* begin Entries shown *
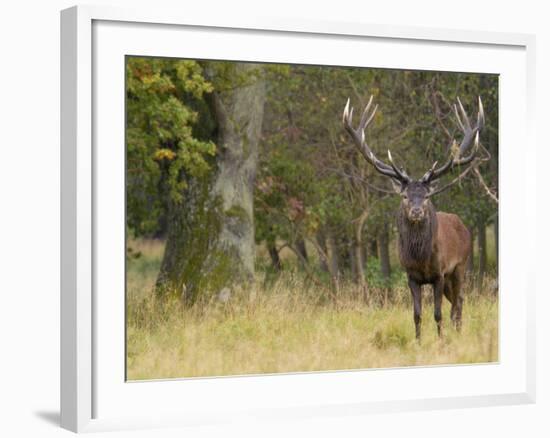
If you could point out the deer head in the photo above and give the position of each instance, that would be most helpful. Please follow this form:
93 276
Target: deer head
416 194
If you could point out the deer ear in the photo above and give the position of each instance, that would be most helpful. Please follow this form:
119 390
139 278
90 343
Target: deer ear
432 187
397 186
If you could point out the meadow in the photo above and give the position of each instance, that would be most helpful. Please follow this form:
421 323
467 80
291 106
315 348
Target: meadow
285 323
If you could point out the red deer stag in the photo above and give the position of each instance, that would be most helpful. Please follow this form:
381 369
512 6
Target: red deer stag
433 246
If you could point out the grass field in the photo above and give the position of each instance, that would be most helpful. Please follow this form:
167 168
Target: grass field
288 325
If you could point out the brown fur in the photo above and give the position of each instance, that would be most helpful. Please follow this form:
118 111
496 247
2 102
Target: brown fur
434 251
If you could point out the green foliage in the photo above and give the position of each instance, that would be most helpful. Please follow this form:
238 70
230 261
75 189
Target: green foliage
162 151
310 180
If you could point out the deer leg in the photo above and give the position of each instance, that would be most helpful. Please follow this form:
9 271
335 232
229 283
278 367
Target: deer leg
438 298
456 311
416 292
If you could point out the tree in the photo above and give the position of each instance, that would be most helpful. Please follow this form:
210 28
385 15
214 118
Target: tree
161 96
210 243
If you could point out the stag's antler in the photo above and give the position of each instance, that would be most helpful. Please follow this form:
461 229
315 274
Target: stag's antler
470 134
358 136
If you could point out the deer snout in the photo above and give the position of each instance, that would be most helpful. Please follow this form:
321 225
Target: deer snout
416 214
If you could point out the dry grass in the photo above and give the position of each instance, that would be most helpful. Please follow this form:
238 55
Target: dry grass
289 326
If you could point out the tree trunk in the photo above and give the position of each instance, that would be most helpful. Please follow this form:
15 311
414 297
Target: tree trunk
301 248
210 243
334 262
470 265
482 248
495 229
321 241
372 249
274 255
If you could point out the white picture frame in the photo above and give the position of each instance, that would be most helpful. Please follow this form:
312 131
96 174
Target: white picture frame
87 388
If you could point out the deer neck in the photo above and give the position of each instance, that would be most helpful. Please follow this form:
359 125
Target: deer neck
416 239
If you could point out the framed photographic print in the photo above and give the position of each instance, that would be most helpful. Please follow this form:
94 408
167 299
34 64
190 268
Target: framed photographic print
* end Entries shown *
__To be done__: Rewrite all the records above with every occurrence of "that would be most helpful" changed to "that would be appreciated" and everything else left unchanged. Leave the pictures out of your answer.

__Answer in full__:
If you could point out the deer head in the photo above and give the position of each instance, that would be appreciated. Please follow this form:
93 276
Target: deer head
416 194
If you could point out the deer ear in the photo above and give the position of each instance, that would be appreciated. Please follow this form:
119 390
139 278
90 343
Target: deer ear
432 187
397 186
If you could point out the meadow in the photo above and give the position of each instance, that would be appreciated. Please follow this form:
421 323
467 80
291 106
315 348
Target: meadow
285 323
If you could point out the red deer stag in the photo above and give the position of each instance, that would be appreciated. Please follow this form:
381 369
512 6
Target: red deer stag
433 246
If you could point out the grass field in the photo above and give the position of each instance, that would be appreciated. Please follow this form:
167 168
Target: grass field
288 325
If you could point out the brown fur in the photo above and give the position of each instance, that would be appreciated. Please follow this form:
118 111
496 247
2 102
Target: brown fur
434 251
If you could point out the green foliage in the photo above and give the position of each instance, that would be appreciated. Please follow this form:
238 70
230 261
75 189
Target: green foliage
162 151
310 180
If you could point out the deer leg in the photo above and give the position of each instance, that would be appreciated. Please follow this form:
9 271
335 232
229 283
278 367
Target: deer leg
438 298
456 311
416 292
If you could point out the tree in the photo above and give the position of each instance, that would be appreciated. Please follow this form:
210 28
385 15
214 118
Target: tree
161 96
210 243
If you could point out the stag's antler in the photo above and give the position of each instance, that would be appreciated. Please follow this form:
461 229
315 274
Target: stag's antler
470 134
358 136
If you could point out the deer snout in the photo above and give the position of each instance, that would be appreciated. Please follow this form:
321 225
Target: deer snout
416 214
If you could point out the dry grass in the photo above and give the position of each instance, that would be appreciated. Please follow this form:
238 55
Target: dry grass
289 326
If you could point out the tree trunk in the photo above and give the position of each instance, that would be appreciated. Please follow this form:
15 311
414 297
Target: tree trunk
301 248
210 243
334 262
470 265
482 248
495 229
321 241
372 249
274 255
If you could point out the white picture frame in the photo above and give the position of each instance, that would be appreciated. Please follow this form:
312 131
96 174
Target: white picture frame
87 388
If you could point out the deer neck in the photo above and give the position of each instance, that would be appreciated. Please follow this form:
359 125
Target: deer neck
416 239
If you could point out the framed photographic print in the photo above and give the position of each instance, that would be appreciated. Please follow this form:
94 408
167 299
34 64
190 268
Target: framed photographic print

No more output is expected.